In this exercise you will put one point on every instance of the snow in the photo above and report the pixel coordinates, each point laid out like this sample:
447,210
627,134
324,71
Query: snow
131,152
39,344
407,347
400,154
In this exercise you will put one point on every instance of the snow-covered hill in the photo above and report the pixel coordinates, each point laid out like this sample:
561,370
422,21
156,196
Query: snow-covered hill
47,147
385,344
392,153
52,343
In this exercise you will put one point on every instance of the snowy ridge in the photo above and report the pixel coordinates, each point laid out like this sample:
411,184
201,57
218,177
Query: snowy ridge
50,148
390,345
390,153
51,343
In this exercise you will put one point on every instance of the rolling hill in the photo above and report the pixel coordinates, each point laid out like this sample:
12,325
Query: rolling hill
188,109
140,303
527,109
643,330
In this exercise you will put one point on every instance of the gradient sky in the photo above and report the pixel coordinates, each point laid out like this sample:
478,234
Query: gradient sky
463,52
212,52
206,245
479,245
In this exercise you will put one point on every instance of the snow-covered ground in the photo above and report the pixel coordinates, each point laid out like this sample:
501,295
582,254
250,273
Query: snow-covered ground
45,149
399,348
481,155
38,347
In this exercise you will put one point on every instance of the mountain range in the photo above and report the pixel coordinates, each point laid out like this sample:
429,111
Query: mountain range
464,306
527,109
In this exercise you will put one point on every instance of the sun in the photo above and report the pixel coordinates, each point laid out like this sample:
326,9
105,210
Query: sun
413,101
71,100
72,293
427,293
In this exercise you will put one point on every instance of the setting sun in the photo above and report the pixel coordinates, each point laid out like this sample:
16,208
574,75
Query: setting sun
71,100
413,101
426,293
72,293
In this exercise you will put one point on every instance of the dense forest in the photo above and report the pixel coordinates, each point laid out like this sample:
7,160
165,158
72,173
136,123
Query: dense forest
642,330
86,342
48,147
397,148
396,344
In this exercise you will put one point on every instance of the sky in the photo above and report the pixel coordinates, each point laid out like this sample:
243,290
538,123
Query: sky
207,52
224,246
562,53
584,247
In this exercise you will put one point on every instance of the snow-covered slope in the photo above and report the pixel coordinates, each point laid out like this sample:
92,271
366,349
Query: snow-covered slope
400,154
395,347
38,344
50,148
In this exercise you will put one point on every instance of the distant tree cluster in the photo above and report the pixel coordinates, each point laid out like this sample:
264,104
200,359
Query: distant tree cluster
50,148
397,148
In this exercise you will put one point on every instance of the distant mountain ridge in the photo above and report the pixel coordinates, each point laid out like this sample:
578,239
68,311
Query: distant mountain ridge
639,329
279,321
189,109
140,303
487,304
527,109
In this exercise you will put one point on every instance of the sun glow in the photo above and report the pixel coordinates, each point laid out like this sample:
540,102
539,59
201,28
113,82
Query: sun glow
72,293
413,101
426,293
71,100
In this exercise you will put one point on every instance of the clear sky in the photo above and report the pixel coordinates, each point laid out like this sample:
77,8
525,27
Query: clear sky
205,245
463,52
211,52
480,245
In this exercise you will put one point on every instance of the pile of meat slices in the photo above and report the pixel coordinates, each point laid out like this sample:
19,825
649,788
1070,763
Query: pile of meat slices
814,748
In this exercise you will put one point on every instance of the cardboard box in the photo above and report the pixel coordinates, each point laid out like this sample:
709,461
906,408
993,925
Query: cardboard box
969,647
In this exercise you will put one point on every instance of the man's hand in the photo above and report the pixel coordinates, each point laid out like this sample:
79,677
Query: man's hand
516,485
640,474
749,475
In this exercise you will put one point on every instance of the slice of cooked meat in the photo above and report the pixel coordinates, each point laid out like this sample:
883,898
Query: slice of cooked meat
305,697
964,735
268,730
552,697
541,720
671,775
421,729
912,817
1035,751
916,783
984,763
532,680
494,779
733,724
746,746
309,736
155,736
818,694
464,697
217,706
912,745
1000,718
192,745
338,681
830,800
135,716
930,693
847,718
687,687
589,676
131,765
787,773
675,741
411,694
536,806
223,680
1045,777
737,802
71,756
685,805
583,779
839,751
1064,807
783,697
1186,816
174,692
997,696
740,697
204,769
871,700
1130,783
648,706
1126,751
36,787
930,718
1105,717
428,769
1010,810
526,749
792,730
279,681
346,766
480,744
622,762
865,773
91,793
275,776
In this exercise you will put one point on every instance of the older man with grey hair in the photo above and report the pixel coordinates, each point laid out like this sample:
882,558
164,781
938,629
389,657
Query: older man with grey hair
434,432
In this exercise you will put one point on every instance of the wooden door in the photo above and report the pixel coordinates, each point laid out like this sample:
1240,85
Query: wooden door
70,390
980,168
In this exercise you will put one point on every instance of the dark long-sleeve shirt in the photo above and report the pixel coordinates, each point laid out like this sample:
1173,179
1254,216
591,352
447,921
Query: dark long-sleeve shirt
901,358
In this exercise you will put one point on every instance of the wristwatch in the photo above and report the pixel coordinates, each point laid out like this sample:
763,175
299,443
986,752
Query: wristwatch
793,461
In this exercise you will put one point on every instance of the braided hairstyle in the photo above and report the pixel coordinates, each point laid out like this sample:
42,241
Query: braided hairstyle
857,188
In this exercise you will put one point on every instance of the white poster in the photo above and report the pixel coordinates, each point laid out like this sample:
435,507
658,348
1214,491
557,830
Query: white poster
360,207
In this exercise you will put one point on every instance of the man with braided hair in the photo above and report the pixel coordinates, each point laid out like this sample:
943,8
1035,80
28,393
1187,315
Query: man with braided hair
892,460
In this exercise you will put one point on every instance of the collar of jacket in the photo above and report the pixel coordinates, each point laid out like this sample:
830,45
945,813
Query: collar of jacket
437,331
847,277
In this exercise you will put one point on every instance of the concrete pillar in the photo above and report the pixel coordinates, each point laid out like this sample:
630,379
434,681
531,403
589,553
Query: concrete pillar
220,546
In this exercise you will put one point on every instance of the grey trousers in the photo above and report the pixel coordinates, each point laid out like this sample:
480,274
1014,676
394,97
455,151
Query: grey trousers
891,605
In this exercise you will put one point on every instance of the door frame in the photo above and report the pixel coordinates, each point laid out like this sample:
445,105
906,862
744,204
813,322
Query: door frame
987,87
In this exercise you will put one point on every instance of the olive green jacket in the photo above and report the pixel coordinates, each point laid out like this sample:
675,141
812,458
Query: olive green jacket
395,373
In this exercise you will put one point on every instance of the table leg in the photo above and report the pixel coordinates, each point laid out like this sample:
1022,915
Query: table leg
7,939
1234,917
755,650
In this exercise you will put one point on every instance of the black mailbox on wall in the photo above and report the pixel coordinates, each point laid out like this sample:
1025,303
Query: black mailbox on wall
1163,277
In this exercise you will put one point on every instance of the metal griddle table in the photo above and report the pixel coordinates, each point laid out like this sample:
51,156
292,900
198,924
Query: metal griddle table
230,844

TO DO:
Transcribe the records above exactly as they appear.

FINISHED ANSWER:
In this exercise you will put one point on every instance of the snow in the photo above and report the pixel coordinates, each point laid out like this sample:
447,210
627,134
324,71
Query: snow
131,152
39,344
407,347
400,154
In this exercise you will put one point on every instance of the snow-covered hill in the photo above and report the pixel coordinates, each point laid out like this sample:
561,370
422,21
156,196
Query: snow-covered hill
47,147
385,344
392,153
52,343
In this exercise you will put one point on every instance of the snowy ridge in the photo above and report the pixel coordinates, each point laid out like this sample:
411,184
201,57
218,177
Query: snowy ridge
50,148
390,345
390,153
51,343
In this exercise you will put one point on every instance of the rolling hill in the photo above and report the pixel coordinates, each point laid out like this sample:
12,325
Query: rolling hill
188,109
140,303
527,109
643,330
In this exercise you will put one point on every instance of the gradient sky in the photo above and report the pixel coordinates, each point laid out like this sample:
478,234
Query: gradient sky
463,52
212,52
206,245
479,245
In this exercise you will put one point on every instance of the snow-covered ground in the photo above and report the pixel coordinates, each point laid out like this sample:
501,295
582,254
250,273
Query: snow-covered ground
45,149
399,348
481,155
38,347
In this exercise you will put one point on every instance of the mountain range in the photo above and report the pixel coordinates, each point laid out like this sample:
429,111
Query: mountain range
464,306
527,109
In this exercise you will put one point on every instance of the sun in the photo above and report the pixel coordinates, each point laid out like this sample:
326,9
105,210
Query: sun
413,101
71,100
72,293
427,293
In this exercise you will put one point on every instance of the setting sun in the photo above and report the pixel coordinates, each point laid out like this sample:
16,208
574,75
Query: setting sun
71,100
413,101
426,293
72,293
In this exercise you will put one point on every instance of the dense forest in the photo above and report the pixel coordinates, each point laid out like this sample:
7,160
165,158
72,173
136,123
Query: dense forest
642,330
86,342
48,147
397,148
396,344
In this exercise you will put one point on every instance of the sky in the photo above and report the pixel coordinates, each point laid out like this sample:
243,290
538,123
Query: sky
207,52
224,246
562,53
584,247
In this exercise you will put one point on every instance of the snow-covered slope in the photo above and report the pixel coordinates, each point laid out like this sample:
92,271
366,349
Query: snow-covered slope
400,154
395,347
38,344
50,148
In this exercise you will put one point on every instance of the distant tree cluster in the photo above and report the pixel coordinates, each point laid out like this sample:
264,104
200,359
Query: distant tree cluster
50,148
397,148
In this exercise you will put one point on every instance of the distant mountain ridge in the photo above and report the pixel coordinates, each point laid out like this sample:
578,239
68,311
Query: distant mountain ridge
639,329
279,321
189,109
140,303
487,304
527,109
In this exercise you will put one point on every instance of the sun glow in the photo above and report the pixel coordinates, each point laid out like this sample:
540,102
539,59
201,28
113,82
Query: sun glow
72,293
413,101
426,293
71,100
In this exercise you will put one point on every instance of the clear sky in the photo above and report the pixel coordinates, each point laid out like this sample:
77,8
525,27
Query: clear sky
205,245
463,52
211,52
480,245
In this exercise you will put one point on every instance of the pile of meat slices in the photo above and report the pixel coordinates, each point laid out like this sample:
19,825
649,788
1070,763
Query: pile of meat slices
814,748
In this exercise you will put one point on every instance of the cardboard box in the photo above and report the pixel coordinates, each point laid out like this sample:
709,461
906,408
993,925
Query: cardboard box
969,647
In this exercise you will put one point on every instance of the man's hand in the photo above and report the pixel coordinates, each point laid out like this sample:
79,677
Query: man's hand
516,485
640,474
749,475
In this exercise you will put one point on every instance of the slice of cooked meat in the photo above and report the pixel coordinates, each point laid out like this sample:
883,898
Query: slice of cooked meat
305,697
964,735
268,730
552,697
541,720
671,775
421,729
912,817
1035,751
916,783
984,763
532,680
494,779
733,724
746,746
309,736
155,736
818,694
464,697
217,706
912,745
1000,718
192,745
338,681
830,800
135,716
930,693
847,718
687,687
589,676
131,765
787,773
675,741
411,694
536,806
223,680
1045,777
737,802
71,756
685,805
583,779
839,751
1064,807
783,697
1186,816
174,692
997,696
740,697
204,769
871,700
1130,783
648,706
1126,751
36,787
930,718
1105,717
428,769
1010,810
526,749
792,730
279,681
346,766
480,744
622,762
865,773
91,793
275,776
In this exercise you will put one point on every instance of the older man with grey hair in the photo above and report the pixel coordinates, each point laid out like this sample:
882,558
164,781
938,629
389,657
Query: older man with grey hair
434,432
In this exercise you will put one point on every instance of the wooden door in the photo above and report the pixel coordinates, each point laid out like this sample:
1240,85
Query: wooden door
70,390
980,168
In this exercise you will put one point on every instance of the dark long-sleeve shirt in the photo above and report the pixel coordinates, each point laid out like this sample:
1173,179
1254,216
591,352
447,921
Query: dark long-sleeve shirt
901,358
In this exercise you will put one point on every instance of the wristwatch in the photo above and report the pixel coordinates, each point laid out like this sample:
763,175
299,443
986,752
Query: wristwatch
793,461
In this exercise you will put one point on every instance of the braided hairstyle in the photo above and report the pixel coordinates, each point laid out like this sample:
42,241
Query: braided hairstyle
857,188
In this exercise you will put one point on every instance of the white poster in the photo above and report the pixel coordinates, each point laid out like this sample:
435,507
658,348
1214,491
557,830
Query: white poster
360,207
In this exercise you will put one point on every instance of the man with braided hair in the photo above and report the pixel coordinates, each point laid out like this sample:
943,8
1035,80
28,393
1187,315
Query: man with braided hair
892,460
In this exercise you will put one point on every instance of the collar of jacket in the photo above and report the pixel coordinates, each point laid out like this sample:
830,45
945,813
Query: collar of jacket
437,331
847,277
In this exercise you will put one point on every instance of the concrete pillar in the photo above and report the pixel coordinates, each point laid out like this sample:
630,379
434,681
531,403
589,553
Query: concrete pillar
220,546
In this exercise you will put one point on every instance of the grey trousers in the photo above and report the pixel coordinates, each point laid out like this sample:
480,274
1014,676
394,97
455,151
Query: grey trousers
891,605
In this exercise you will put one point on every instance of the door frame in the photo above and report the pixel coordinates, each point laid out like this sample:
445,105
906,862
744,204
813,322
Query: door frame
987,87
In this exercise you will put one point on every instance of the olive green jacket in the photo above and report the pixel coordinates, each point laid out like this sample:
675,141
812,458
Query: olive green jacket
395,373
In this exercise you will put one point on every instance of the table leg in the photo above and report the pixel coordinates, each point laid out like this sample:
1022,915
Query: table leg
7,939
1234,917
755,650
In this exercise you will put one point on every instance of the black mailbox on wall in the photo above and report the pixel coordinates, each point laid out like this sample:
1025,303
Query: black mailbox on wall
1163,277
In this exercise you will put one point on every instance of the metal griddle table in the photo above and report the pixel coordinates, each point laid out like this sample:
51,156
292,900
198,924
Query: metal griddle table
230,844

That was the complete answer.